- Work instructions -
a - For each statement below, state yes or no according to whether it agrees with the GPS art article, and quote the article's deciding words. (i) Wallace's interest in GPS art grew out of his early experience with geocaching in 2010. (ii) Stephen Lund creates his GPS doodles on a mountain bike. (iii) Claire Wyckoff records her running routes with Strava.
b - Print the part of the GPS art article between "The tools of" and "a different look.", inclusive.

- Document passage -
□ □ □ □ □ □ □

Pedaling pictures: The art and science of GPS doodling

Michael “Wally” Wallace, a Baltimore middle school science teacher, is a practitioner of a peculiar art form. His works, which he spends hours planning and executing, are created with a beat-up mountain bike, an Android smartphone, and the streets and open spaces of his home city as canvas. But the only way his creations can be seen is when he shares them on his Instagram and Twitter feeds, or on the Strava fitness tracking application.

For the past eight years, Wallace—who goes by “WallyGPX” on his chosen platforms—has been a “GPS artist,” drawing his creations Etch-A-Sketch-style with tracks of global positioning data left by his bike routes. Wallace is one of a collection of early adopters of fitness tracking apps who discovered that they could turn their runs, bike routes, and other tracking data into a form of geeky, sometimes subversive self-expression.

Wallace told Ars that his interest in GPS art grew out of his initial dabbling in geocaching in 2010. “My cousin turned me onto geocaching,” Wallace recounted. “And I had this eureka moment where I said, I wonder if I could use the phone to install an app to draw my name on the city. And for about 30 seconds, I thought I had found something original.”

He quickly found he wasn’t alone. And over the past 8 years, GPS art has become, well, a very mainstream thing—Old Spice even turned it into a marketing campaign. And as apps like Strava have made social sharing of geospatial tracks easier, they’ve fostered a small but growing community of people who turn satellite navigation into virtual global graffiti.

Even airplane pilots have gotten into the act. Long before Navy pilots flew phallic patterns in the sky over the Pacific Northwest this past year, other aviators were leaving tributes and messages in their flight plans (though dick-shaped flight patterns have a relatively long history). The audience for those artistic flight paths has gained a bigger audience thanks to ADS-B transmissions and services such as FlightRadar24, which devotes some attention to “skydrawing” and other ADS-B based art in its blog.

The tools of the trade

Each GPS artist has their own preferred tracking app. Strava is the tool of choice of Stephen Lund (AKA “Cycleangelo”), a cyclist-GPS artist in British Columbia who publishes the epic-length GPS “doodles” he creates on his road bike both on Strava and on his blog. Some of Lund’s rides close in on 100 miles. Claire Wyckoff, a comedy writer who specializes in phallic running routes (and may have had some involvement in the Old Spice Dream Runner campaign), uses the Nike+ tracker. And Wallace uses four apps at the same time, for both redundancy and aesthetic choices—he says each app’s map has a different look.

□ □ □ □ □ □ □

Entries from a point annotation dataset

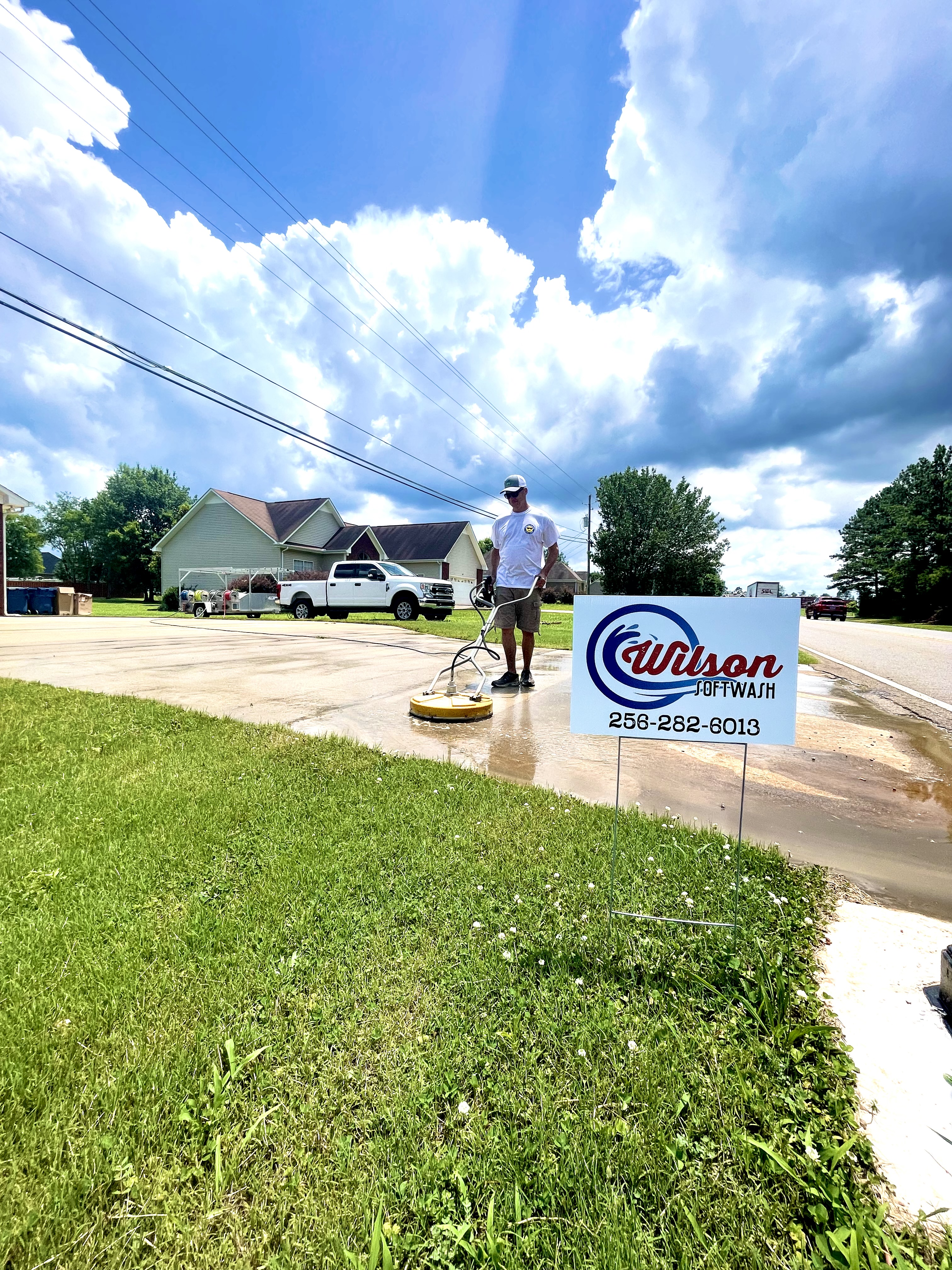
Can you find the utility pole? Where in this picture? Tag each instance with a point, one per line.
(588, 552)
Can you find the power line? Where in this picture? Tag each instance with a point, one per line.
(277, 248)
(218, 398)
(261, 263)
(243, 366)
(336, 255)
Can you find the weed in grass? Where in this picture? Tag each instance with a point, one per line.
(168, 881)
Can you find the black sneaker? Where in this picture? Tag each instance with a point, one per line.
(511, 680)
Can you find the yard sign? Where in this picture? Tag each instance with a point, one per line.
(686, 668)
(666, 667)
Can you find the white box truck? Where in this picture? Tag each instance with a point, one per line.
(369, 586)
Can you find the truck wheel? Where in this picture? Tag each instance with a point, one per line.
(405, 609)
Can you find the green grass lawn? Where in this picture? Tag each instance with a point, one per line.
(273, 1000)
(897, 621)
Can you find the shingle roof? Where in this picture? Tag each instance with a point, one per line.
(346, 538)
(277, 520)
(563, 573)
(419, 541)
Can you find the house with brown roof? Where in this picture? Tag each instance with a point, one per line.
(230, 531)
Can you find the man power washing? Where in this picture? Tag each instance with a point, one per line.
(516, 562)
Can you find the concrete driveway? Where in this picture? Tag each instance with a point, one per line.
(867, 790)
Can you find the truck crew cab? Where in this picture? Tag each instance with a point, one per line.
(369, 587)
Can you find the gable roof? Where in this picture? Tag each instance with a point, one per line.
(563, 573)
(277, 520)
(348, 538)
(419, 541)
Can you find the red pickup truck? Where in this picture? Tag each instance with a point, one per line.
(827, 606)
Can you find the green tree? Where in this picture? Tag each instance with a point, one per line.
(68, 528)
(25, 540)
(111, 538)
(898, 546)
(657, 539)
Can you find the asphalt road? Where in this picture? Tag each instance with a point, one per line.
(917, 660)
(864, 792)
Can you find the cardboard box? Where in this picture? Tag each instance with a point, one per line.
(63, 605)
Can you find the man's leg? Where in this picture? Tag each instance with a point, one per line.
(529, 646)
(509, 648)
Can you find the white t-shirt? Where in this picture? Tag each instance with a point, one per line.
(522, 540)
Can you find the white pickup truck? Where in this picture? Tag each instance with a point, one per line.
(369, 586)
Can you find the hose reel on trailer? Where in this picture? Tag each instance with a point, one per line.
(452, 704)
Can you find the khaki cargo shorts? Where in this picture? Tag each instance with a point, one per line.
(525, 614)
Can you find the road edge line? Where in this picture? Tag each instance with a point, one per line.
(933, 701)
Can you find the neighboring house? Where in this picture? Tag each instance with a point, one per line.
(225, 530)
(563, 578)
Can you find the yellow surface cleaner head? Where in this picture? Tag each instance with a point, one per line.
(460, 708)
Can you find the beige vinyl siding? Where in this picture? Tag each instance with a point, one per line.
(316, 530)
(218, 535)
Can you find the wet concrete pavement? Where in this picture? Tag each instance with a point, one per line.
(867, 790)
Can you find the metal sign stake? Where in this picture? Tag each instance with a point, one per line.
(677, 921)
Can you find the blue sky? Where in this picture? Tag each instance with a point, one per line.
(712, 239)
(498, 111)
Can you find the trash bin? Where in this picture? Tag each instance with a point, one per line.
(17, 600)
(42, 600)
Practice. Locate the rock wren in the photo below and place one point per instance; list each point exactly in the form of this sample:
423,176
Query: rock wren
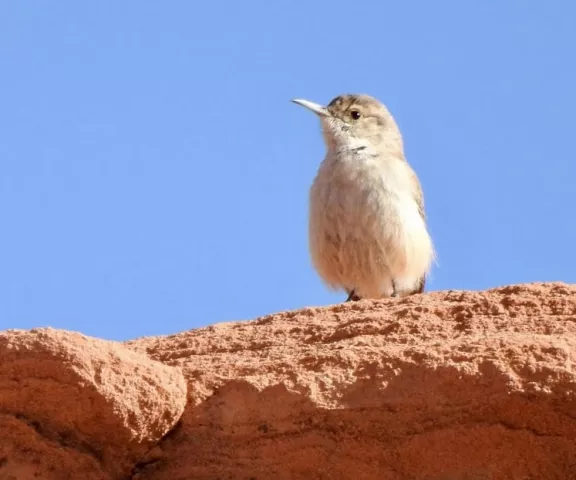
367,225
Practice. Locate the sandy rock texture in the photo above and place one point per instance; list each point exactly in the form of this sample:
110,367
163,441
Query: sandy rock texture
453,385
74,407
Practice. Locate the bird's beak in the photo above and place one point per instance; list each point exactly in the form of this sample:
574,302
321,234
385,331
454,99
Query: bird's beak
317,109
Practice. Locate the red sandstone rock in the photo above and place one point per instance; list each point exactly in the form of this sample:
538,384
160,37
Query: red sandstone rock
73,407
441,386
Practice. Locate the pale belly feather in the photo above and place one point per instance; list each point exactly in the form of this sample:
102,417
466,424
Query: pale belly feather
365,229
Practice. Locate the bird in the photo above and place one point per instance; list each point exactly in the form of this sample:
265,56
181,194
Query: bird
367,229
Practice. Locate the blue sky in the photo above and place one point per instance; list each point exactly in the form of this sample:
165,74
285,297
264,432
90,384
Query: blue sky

□ □ □ □ □ □ □

- The responses -
a -
(i) Yes: "his interest in GPS art grew out of his initial dabbling in geocaching in 2010"
(ii) No: "he creates on his road bike"
(iii) No: "uses the Nike+ tracker"

b -
The tools of the trade

Each GPS artist has their own preferred tracking app. Strava is the tool of choice of Stephen Lund (AKA “Cycleangelo”), a cyclist-GPS artist in British Columbia who publishes the epic-length GPS “doodles” he creates on his road bike both on Strava and on his blog. Some of Lund’s rides close in on 100 miles. Claire Wyckoff, a comedy writer who specializes in phallic running routes (and may have had some involvement in the Old Spice Dream Runner campaign), uses the Nike+ tracker. And Wallace uses four apps at the same time, for both redundancy and aesthetic choices—he says each app’s map has a different look.